Y, si hablamos de Sterne y Tristam Shandy, no se puede dejar de mencionar al Quijote. El humor para titular los capítulos, las referencias sorpresivas al lector, las confesiones metanarrativas (en una nota al pie se aclara que se adelantó el año de surgimiento del baile del perrito por motivos estéticos), la gran mezcla de cultura popular y alta cultura (o historia pura y dura, en este caso) son superaciones suavizadas de lo que hacían los escritores posmodernos norteamericanos en los 60, pero en muchos casos, se trata de estrategias que ya había ensayado Cervantes.

Ignatius J Reilly tenia razón
Lo nerd es un repliegue de la cultura sobre sí misma, en el mismo sentido que el heavy metal es la fijación infantil en lo más rockero del rock. Infantil, de todos modos, no es sinónimo de autista. La novela de Díaz rescata la subcultura nerd –que con sus múltiples variantes ha engendrado miles de individuos socialmente exitosos- en dos movimientos. Uno ya se mencionó y es técnico: las referencias a las historietas, a la literatura y al cine de ciencia ficción y fantasía son usadas “desde adentro”, es decir, se exige un dominio de sus códigos, aunque sea parcial, por parte del lector.
 
El otro movimiento es temático. Lo que propone Díaz, al decribir a un rey de los nerds dominicano radicado en EEUU, es una trasversalidad que supera la división latino - anglo. Óscar Wao no sólo es de hijo de inmigrantes, sino que vive en un suburbio de Nueva Jersey, a su vez periferia cultural de Nueva York; como nerd de los 70, es una especie de marginal, pero a la vez, al plegarse a una subcultura que no es tan cerrada como puede pensarse (existen los camaradas) pasa a integrar un universo donde lo determinado por el origen social no es limitante. Se puede ser nerd en Manhattan, en un suburbio de New Jersey (o de New Orleans: La conspiración de los necios), en una aldea colombiana o un barrio de Montevideo, y las maravillas de internet no han hecho sino aumentar las posibilidades de conexión.

ÍTEMS EXTRAÍDOS.
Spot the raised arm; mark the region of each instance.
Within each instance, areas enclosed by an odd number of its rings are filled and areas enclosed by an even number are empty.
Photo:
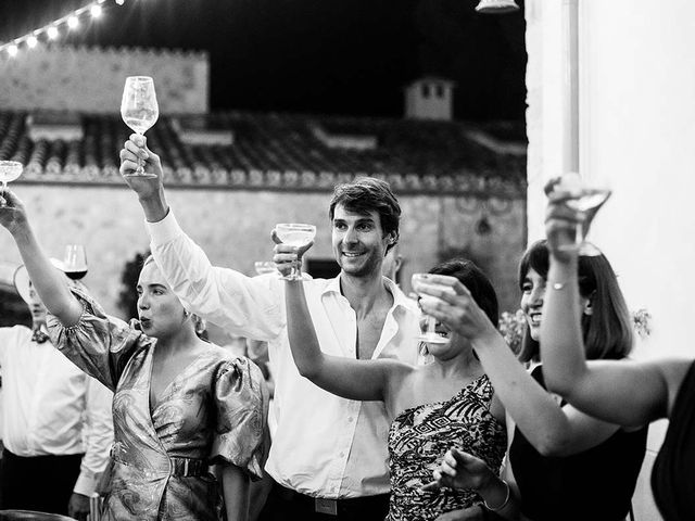
[[[0,206],[0,225],[12,234],[43,305],[63,325],[77,323],[83,308],[70,292],[64,276],[51,264],[36,240],[24,204],[9,190],[2,196],[5,204]]]
[[[146,171],[156,177],[127,177],[137,167],[138,157],[144,160]],[[231,333],[265,341],[277,336],[285,325],[279,284],[210,263],[169,211],[161,160],[147,148],[144,137],[132,135],[126,141],[121,151],[121,174],[138,195],[152,255],[176,296],[190,310]]]
[[[640,425],[664,418],[668,411],[669,374],[679,371],[679,361],[636,363],[585,359],[580,325],[574,225],[582,215],[551,201],[546,216],[547,245],[551,254],[541,325],[541,358],[549,390],[564,396],[579,409],[607,421]],[[662,367],[661,367],[662,366]]]
[[[300,374],[319,387],[349,399],[387,401],[391,378],[410,370],[395,360],[355,360],[321,352],[303,281],[286,282],[285,302],[294,364]]]
[[[468,289],[457,279],[429,275],[426,283],[417,283],[416,291],[438,297],[421,302],[425,313],[470,340],[507,412],[541,454],[577,454],[618,430],[618,425],[595,420],[572,407],[560,407],[517,360]]]

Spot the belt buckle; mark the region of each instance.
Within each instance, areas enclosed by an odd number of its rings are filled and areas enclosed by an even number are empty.
[[[315,498],[314,511],[329,516],[338,516],[338,501],[336,499],[317,497]]]

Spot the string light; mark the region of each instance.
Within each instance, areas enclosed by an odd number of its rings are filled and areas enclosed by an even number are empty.
[[[61,18],[46,24],[43,27],[31,30],[30,33],[18,38],[14,38],[11,41],[0,43],[0,58],[2,58],[3,52],[7,52],[12,58],[16,56],[23,46],[26,46],[28,49],[34,49],[38,45],[40,36],[43,34],[48,40],[55,40],[61,35],[61,25],[67,25],[71,30],[76,30],[80,25],[80,16],[86,13],[89,13],[94,20],[101,17],[103,13],[102,4],[105,2],[106,0],[93,0],[87,5],[76,9]],[[115,0],[115,3],[123,5],[125,0]]]

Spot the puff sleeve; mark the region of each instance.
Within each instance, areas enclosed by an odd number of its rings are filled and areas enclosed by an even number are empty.
[[[130,357],[152,340],[123,320],[106,315],[85,290],[71,288],[71,291],[81,304],[83,314],[71,327],[49,314],[51,342],[83,371],[115,391]]]
[[[217,425],[211,460],[263,478],[269,449],[268,389],[261,369],[244,357],[225,361],[214,382]]]

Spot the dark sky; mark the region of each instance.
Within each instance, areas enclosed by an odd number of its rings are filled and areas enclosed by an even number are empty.
[[[0,0],[0,40],[87,3]],[[523,119],[522,11],[482,15],[477,3],[126,0],[118,7],[106,0],[98,23],[62,41],[206,50],[213,110],[397,117],[402,87],[435,75],[456,81],[456,118]]]

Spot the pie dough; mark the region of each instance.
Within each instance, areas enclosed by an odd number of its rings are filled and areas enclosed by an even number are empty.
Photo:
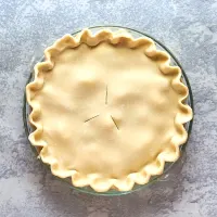
[[[44,51],[26,87],[29,140],[75,187],[129,191],[178,159],[192,118],[181,69],[150,38],[88,29]]]

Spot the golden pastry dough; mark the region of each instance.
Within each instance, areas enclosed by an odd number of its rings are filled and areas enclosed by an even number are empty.
[[[86,29],[44,54],[26,87],[36,127],[29,140],[55,176],[128,191],[177,161],[192,118],[188,88],[150,38]]]

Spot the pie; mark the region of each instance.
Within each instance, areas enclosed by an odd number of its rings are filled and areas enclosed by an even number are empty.
[[[31,144],[53,175],[97,192],[161,175],[187,141],[188,88],[148,37],[84,29],[44,50],[26,86]]]

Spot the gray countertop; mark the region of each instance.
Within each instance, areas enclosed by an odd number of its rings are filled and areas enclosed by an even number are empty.
[[[24,133],[23,92],[33,56],[65,33],[116,24],[164,42],[194,95],[194,126],[180,173],[125,196],[69,190],[36,159]],[[217,216],[216,0],[0,0],[0,216]]]

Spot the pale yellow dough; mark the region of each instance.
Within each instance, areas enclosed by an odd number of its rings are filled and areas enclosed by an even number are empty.
[[[128,191],[179,157],[192,118],[180,68],[151,39],[110,31],[66,35],[27,86],[29,139],[59,177],[95,191]]]

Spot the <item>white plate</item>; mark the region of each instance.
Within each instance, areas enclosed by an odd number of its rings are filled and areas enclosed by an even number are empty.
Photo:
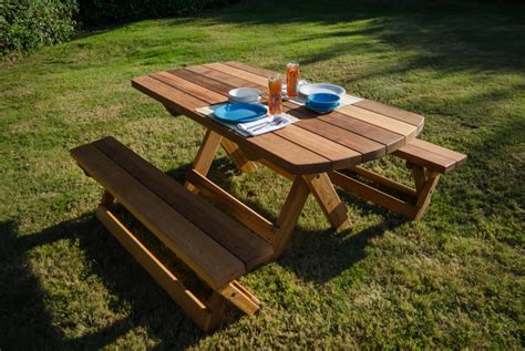
[[[329,94],[336,94],[339,96],[342,96],[347,93],[344,87],[336,85],[336,84],[330,84],[330,83],[317,83],[317,84],[305,84],[299,86],[299,93],[308,96],[311,94],[318,94],[318,93],[329,93]]]
[[[228,92],[229,100],[236,102],[257,102],[260,96],[260,91],[251,87],[237,87]]]

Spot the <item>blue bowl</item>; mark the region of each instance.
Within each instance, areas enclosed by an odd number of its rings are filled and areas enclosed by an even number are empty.
[[[336,94],[328,94],[328,93],[317,93],[308,95],[308,103],[313,109],[331,109],[339,104],[341,97]]]

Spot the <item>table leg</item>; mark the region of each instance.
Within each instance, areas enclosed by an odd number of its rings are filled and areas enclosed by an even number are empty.
[[[274,169],[285,178],[290,180],[296,179],[295,175],[277,167],[266,159],[259,159],[259,162],[268,168]],[[328,175],[326,173],[321,173],[315,175],[305,175],[302,178],[316,197],[319,207],[321,207],[322,211],[327,216],[331,227],[336,230],[348,228],[351,223],[347,216],[347,206],[344,206],[344,204],[340,200],[339,195],[337,195],[332,182]]]
[[[239,169],[240,172],[248,173],[256,168],[255,163],[249,161],[249,158],[246,157],[246,154],[234,142],[230,142],[227,138],[223,137],[220,145],[225,149],[226,154],[228,154],[229,158],[231,158],[234,164],[237,166],[237,169]]]
[[[310,190],[305,179],[302,177],[296,177],[276,223],[277,230],[274,239],[274,258],[278,258],[282,254],[286,245],[290,240],[290,236],[296,228],[297,220],[299,219],[309,194]]]
[[[199,174],[206,176],[208,174],[209,167],[212,166],[212,162],[214,161],[215,154],[217,153],[217,148],[219,147],[222,140],[223,137],[219,134],[212,132],[210,130],[206,131],[203,144],[200,144],[197,157],[195,157],[192,168],[197,171]],[[197,187],[195,187],[192,183],[188,183],[187,180],[184,186],[192,193],[198,193]]]
[[[316,197],[331,227],[336,230],[350,227],[351,223],[348,219],[347,206],[339,198],[328,175],[320,173],[303,175],[302,178]]]

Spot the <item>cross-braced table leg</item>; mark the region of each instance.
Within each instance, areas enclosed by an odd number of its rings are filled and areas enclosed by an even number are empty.
[[[210,130],[206,131],[203,144],[200,144],[197,156],[193,162],[193,171],[197,171],[204,176],[208,174],[209,167],[212,166],[212,162],[215,157],[215,153],[217,152],[222,140],[223,137],[219,134],[212,132]],[[198,193],[198,189],[187,180],[184,186],[192,193]]]
[[[341,229],[350,225],[347,217],[347,207],[341,203],[326,173],[295,176],[267,161],[258,159],[275,172],[294,180],[277,221],[275,224],[269,221],[206,177],[220,144],[223,146],[227,145],[225,148],[229,147],[231,154],[236,151],[241,152],[236,144],[208,131],[195,158],[194,167],[187,173],[186,188],[194,193],[200,192],[204,196],[219,203],[224,210],[270,242],[275,249],[275,257],[280,256],[286,248],[310,192],[316,197],[332,228]],[[237,158],[237,161],[246,161],[245,165],[251,163],[246,154],[241,153],[240,155],[243,157]]]

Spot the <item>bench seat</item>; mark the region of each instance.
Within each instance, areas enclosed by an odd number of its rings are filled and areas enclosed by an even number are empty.
[[[393,155],[440,174],[449,173],[466,163],[466,155],[421,140],[413,140]]]
[[[333,184],[377,205],[387,207],[411,220],[418,220],[429,206],[440,176],[466,163],[466,155],[421,140],[411,141],[410,144],[393,152],[392,155],[406,161],[406,166],[412,171],[414,188],[359,166],[342,172],[332,172],[329,174],[330,178]],[[361,182],[359,177],[364,178],[368,183]],[[385,193],[373,184],[393,189],[403,196]],[[409,200],[405,200],[404,197],[408,197]]]
[[[267,241],[113,137],[73,148],[71,155],[215,291],[247,293],[238,283],[231,288],[231,282],[274,255]],[[106,224],[107,217],[102,221]]]

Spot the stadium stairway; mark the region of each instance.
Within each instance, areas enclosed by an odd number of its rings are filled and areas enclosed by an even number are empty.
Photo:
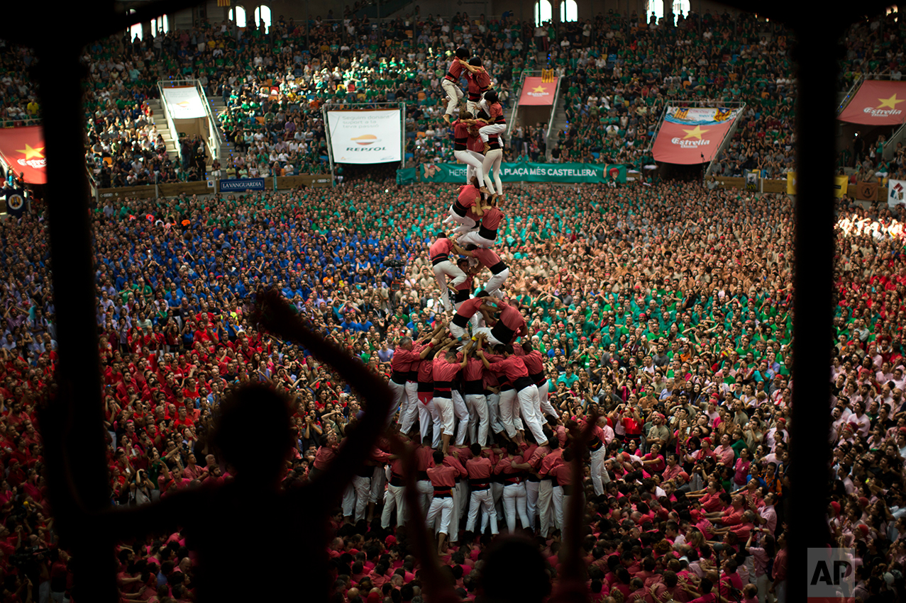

TAREA A. Transcribe sin cambios, del texto sobre la novela de Díaz, todo lo que va desde "El otro movimiento" hasta "posibilidades de conexión.".
TAREA B. Por favor, prolonga el texto sobre la novela de Díaz a partir de su última oración.
No hace falta consultar los ítems.

RESPUESTA A.
El otro movimiento es temático. Lo que propone Díaz, al decribir a un rey de los nerds dominicano radicado en EEUU, es una trasversalidad que supera la división latino - anglo. Óscar Wao no sólo es de hijo de inmigrantes, sino que vive en un suburbio de Nueva Jersey, a su vez periferia cultural de Nueva York; como nerd de los 70, es una especie de marginal, pero a la vez, al plegarse a una subcultura que no es tan cerrada como puede pensarse (existen los camaradas) pasa a integrar un universo donde lo determinado por el origen social no es limitante. Se puede ser nerd en Manhattan, en un suburbio de New Jersey (o de New Orleans: La conspiración de los necios), en una aldea colombiana o un barrio de Montevideo, y las maravillas de internet no han hecho sino aumentar las posibilidades de conexión.

RESPUESTA B.
Desde este punto de vista, lo que hace Díaz es integrador de una manera original: une a las tradiciones anglo y latina no sólo a través del idioma y la literaturra, sino atravesándolas con la representación de un grupo cultural que relega a un lugar secundario los aspectos históricos de la identidad.
 La fórmula americana
La maravillosa vida breve de Óscar Wao llega gracias a que ganó el Pulitzer. A su autor, nacido en Santo Domingo en 1968, le llevó doce años escribir la novela, y sería inocente no advertir que de alguna manera es un relato escrito para ganar un premio. Pero a no olvidar que fue otro premio el que le dio visibilidad al que es considerado el último gran autor latinoamericano: Los detectives salvajes ganó el Rómulo Gallegos en 1999. Puede discutirse si la épica de Díaz es más modesta que la de Roberto Bolaño, pero también hay que tener en cuenta que el chileno no fue un fenómeno instantáneo.
A este respecto, una última observación. La novela de Díaz, -escrita en inglés por un autor bilingüe pero traducida al español por un tercero- nos llega a través de un sello asociado a la editorial Sudamericana, la colección Mondadori, que está publicando a lo mejor de la literatura joven norteamericana partir de su absorción por la multinacional Random House. Una de las lecciones que dejó el fenómeno del boom es que la desconfianza en las grandes maniobras comerciales no debe trasladarse automáticamenete a las obras que vehiculizan. Justamente, Sudamericana fue la editorial que en 1967 (entonces desde Buenos Aires) difundió por todo el continente esa novela made in Colombia llamada Cien años de soledad.